● **READING TEXT**
'''
Climate and Climate Change in India

            India is a tropical country, with three main climatic classifications.  The humid and semi-humid areas are the west coast, the Himalayas, and the north-eastern region around Bangladesh.  These areas receive a lot of rain from the southwest monsoon.  The sub-humid areas include the states of West Bengal, Orissa, Madhya Pradesh, and the northern parts of Andhra Pradesh, Punjab, and Uttar Pradesh, and a narrow coastal strip of Tamil Nadu.  The arid and semi-arid regions include Gujarat, Rajasthan, parts of the Himalayas, and the center of the country (Takahashi and Arakawa, 1981). *link in a map here

            India’s seasons are determined by the southwest monsoon which delivers so much rain that yearly precipitation totals differ very little from that of the monsoon season.  The southwest monsoon arrives between June and September, depending on the part of the country.  Although called the southwest monsoon, it arrives from the southeast and travels towards the northwest of India and then retreats back on the same path.  Typically the hottest month is May, but then the monsoon arrives bringing cooler temperatures.  Cyclones occur in October and November after the monsoon (Takahashi and Arakawa, 1981). 

Climate Change in India

            The mean surface temperature in Tropical Asia has increased 0.3-0.8°C over the past 100 years, although there has been no trend in mean rainfall for the past thirty years in the area.  There is also no discernible change in the number, frequency, or intensity of the tropical cyclones over the past 100 years, although some decadal patterns do exist (McLean et al., 1998).  Temperature predictions for India due to anthropogenically-caused climate change for the year 2040 versus 1980 are for a 0.7°C and 1.0°C increase for maximum and minimum surface air temperatures, respectively.  However, this warming will be less prominent during the monsoon season.  Winter diurnal temperature range is predicted to decrease (McLean et al., 1998).  With a doubling of pre-industrial levels of CO₂ in the atmosphere, the United Kingdom Meteorological Office (UKMO) GCM predicts a temperature increase for India of 16.2%, the Goddard Institute for Space Studies (GISS) GCM predicts an increase of 10%, and the Geophysical Fluid Dynamics Laboratory (GFDL) GCM predicts an increase of 23.5%.  Some recent studies, however, have indicated that the GCMs temperature predictions are too high (Dinar et al., 1998).
'''
(Records contained in a dataset)
'''
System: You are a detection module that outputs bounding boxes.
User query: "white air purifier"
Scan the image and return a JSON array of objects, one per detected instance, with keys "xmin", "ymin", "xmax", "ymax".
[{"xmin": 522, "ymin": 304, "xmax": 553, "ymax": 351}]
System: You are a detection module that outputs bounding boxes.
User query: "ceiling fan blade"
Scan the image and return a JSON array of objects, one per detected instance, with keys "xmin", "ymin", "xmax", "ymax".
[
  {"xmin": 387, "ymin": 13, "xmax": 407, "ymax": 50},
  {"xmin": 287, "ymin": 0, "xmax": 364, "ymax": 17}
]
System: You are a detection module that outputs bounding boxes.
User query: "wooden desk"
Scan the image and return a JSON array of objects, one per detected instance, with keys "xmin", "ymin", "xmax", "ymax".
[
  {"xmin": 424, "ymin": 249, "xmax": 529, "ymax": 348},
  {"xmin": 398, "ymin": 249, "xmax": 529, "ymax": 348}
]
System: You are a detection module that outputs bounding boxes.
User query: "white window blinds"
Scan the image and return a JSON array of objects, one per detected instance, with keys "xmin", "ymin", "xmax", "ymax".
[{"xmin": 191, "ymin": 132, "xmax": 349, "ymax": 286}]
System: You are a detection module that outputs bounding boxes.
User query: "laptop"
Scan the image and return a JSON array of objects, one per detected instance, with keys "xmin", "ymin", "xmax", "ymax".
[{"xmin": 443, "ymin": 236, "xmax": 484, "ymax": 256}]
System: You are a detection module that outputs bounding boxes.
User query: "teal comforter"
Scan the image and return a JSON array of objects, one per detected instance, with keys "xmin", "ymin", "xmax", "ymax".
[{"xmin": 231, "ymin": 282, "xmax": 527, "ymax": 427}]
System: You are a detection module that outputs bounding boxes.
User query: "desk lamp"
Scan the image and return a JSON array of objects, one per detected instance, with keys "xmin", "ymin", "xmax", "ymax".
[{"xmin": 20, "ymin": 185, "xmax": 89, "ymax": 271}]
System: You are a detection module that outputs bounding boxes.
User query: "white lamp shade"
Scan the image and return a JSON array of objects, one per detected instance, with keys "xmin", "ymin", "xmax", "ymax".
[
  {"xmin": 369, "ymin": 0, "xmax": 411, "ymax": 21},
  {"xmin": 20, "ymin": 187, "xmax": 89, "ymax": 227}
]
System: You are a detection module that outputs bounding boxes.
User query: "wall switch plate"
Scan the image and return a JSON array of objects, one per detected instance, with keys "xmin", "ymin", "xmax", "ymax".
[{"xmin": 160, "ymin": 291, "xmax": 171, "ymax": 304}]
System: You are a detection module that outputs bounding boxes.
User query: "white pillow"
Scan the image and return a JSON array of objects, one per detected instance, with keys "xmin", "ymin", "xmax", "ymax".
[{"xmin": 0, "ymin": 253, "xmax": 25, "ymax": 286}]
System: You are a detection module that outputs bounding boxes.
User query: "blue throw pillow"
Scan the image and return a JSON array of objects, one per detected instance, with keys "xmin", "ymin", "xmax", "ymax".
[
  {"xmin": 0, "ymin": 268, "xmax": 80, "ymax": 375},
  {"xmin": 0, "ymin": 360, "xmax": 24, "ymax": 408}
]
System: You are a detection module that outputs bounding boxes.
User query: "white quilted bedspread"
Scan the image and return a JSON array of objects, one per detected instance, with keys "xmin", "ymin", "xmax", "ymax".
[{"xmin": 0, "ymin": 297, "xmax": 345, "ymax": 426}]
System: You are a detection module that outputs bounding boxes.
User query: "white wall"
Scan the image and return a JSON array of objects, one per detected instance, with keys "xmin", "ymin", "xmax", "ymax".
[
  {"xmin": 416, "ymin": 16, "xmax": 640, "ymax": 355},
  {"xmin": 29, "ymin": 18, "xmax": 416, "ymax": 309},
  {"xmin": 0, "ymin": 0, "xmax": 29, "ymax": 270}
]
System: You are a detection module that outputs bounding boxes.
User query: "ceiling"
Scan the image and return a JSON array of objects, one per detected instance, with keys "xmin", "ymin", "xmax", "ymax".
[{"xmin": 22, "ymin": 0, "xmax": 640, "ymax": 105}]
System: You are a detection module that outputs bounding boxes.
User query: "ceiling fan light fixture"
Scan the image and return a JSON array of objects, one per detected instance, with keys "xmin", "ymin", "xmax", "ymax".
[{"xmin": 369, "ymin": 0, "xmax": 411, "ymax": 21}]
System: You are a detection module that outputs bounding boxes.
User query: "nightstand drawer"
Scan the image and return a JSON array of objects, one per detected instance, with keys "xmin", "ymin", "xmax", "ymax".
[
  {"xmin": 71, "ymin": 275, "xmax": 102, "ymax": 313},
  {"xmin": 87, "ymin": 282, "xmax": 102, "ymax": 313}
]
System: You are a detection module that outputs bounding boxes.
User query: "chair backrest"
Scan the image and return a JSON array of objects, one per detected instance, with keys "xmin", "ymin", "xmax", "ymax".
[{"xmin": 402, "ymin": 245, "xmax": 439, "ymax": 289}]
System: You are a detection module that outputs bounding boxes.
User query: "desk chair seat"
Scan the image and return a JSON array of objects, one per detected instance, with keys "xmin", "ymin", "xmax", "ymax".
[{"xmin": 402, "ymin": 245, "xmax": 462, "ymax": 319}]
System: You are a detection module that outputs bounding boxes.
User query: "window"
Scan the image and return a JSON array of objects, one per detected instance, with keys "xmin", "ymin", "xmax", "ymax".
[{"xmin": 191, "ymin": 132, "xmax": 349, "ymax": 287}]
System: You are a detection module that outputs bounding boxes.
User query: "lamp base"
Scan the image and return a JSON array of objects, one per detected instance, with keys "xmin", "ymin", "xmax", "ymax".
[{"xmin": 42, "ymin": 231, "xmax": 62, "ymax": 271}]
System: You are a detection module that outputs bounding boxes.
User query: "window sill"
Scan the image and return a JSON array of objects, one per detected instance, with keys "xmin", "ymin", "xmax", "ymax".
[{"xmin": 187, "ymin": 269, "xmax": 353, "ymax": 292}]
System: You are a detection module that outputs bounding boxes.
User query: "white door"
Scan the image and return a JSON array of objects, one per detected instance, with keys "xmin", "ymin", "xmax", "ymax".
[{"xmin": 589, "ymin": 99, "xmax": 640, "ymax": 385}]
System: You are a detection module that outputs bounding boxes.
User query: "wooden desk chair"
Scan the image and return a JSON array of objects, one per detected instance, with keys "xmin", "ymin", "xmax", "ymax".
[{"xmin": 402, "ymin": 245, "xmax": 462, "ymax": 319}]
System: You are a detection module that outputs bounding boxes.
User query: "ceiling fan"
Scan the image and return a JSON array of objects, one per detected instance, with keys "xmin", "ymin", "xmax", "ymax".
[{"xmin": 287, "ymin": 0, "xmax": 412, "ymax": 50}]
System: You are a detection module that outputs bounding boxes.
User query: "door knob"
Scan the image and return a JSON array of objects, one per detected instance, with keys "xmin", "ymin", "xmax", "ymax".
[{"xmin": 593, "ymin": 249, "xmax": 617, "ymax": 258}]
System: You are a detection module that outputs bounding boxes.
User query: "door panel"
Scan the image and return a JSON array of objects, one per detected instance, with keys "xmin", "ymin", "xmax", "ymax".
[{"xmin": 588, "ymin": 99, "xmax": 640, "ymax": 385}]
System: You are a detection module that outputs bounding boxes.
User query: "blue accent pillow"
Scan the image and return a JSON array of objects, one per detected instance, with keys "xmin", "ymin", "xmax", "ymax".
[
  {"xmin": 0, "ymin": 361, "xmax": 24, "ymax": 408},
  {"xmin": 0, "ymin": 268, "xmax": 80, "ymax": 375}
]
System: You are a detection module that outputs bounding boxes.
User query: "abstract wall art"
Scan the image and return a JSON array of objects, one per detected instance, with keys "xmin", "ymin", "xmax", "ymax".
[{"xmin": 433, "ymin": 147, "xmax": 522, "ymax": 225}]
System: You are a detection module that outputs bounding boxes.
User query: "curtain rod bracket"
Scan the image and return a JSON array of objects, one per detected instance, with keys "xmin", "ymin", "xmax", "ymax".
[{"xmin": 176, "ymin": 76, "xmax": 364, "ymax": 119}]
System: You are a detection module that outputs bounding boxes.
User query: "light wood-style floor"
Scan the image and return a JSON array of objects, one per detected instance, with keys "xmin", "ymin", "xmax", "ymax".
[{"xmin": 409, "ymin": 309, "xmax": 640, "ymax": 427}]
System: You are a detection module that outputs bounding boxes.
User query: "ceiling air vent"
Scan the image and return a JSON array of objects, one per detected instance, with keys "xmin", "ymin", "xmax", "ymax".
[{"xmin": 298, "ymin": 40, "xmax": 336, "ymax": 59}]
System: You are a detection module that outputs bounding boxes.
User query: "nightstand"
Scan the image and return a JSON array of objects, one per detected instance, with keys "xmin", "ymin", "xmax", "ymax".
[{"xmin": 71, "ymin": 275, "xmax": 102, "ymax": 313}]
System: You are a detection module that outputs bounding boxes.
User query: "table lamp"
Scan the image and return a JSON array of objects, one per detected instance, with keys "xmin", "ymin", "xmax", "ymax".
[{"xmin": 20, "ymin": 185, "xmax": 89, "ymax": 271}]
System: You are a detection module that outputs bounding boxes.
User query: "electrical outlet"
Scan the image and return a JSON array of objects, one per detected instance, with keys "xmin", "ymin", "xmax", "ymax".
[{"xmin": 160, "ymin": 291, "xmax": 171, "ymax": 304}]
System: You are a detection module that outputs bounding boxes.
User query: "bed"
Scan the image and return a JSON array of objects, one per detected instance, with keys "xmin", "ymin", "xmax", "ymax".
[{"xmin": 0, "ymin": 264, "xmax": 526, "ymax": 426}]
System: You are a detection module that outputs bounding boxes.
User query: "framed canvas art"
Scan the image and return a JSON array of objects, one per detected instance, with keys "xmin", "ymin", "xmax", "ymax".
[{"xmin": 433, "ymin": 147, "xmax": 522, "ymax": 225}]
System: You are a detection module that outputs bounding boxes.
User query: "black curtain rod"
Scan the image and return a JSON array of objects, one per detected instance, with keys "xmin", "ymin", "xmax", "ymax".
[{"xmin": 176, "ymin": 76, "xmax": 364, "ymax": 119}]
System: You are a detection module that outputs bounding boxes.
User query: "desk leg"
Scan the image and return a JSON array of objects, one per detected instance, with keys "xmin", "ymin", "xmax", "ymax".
'''
● **ASSIGNED TASK**
Reproduce, word for word, the part of the India climate text above that runs from "India’s seasons are" up to and including "monsoon (Takahashi and Arakawa, 1981).".

● **REPLY TO THE TASK**
India’s seasons are determined by the southwest monsoon which delivers so much rain that yearly precipitation totals differ very little from that of the monsoon season.  The southwest monsoon arrives between June and September, depending on the part of the country.  Although called the southwest monsoon, it arrives from the southeast and travels towards the northwest of India and then retreats back on the same path.  Typically the hottest month is May, but then the monsoon arrives bringing cooler temperatures.  Cyclones occur in October and November after the monsoon (Takahashi and Arakawa, 1981).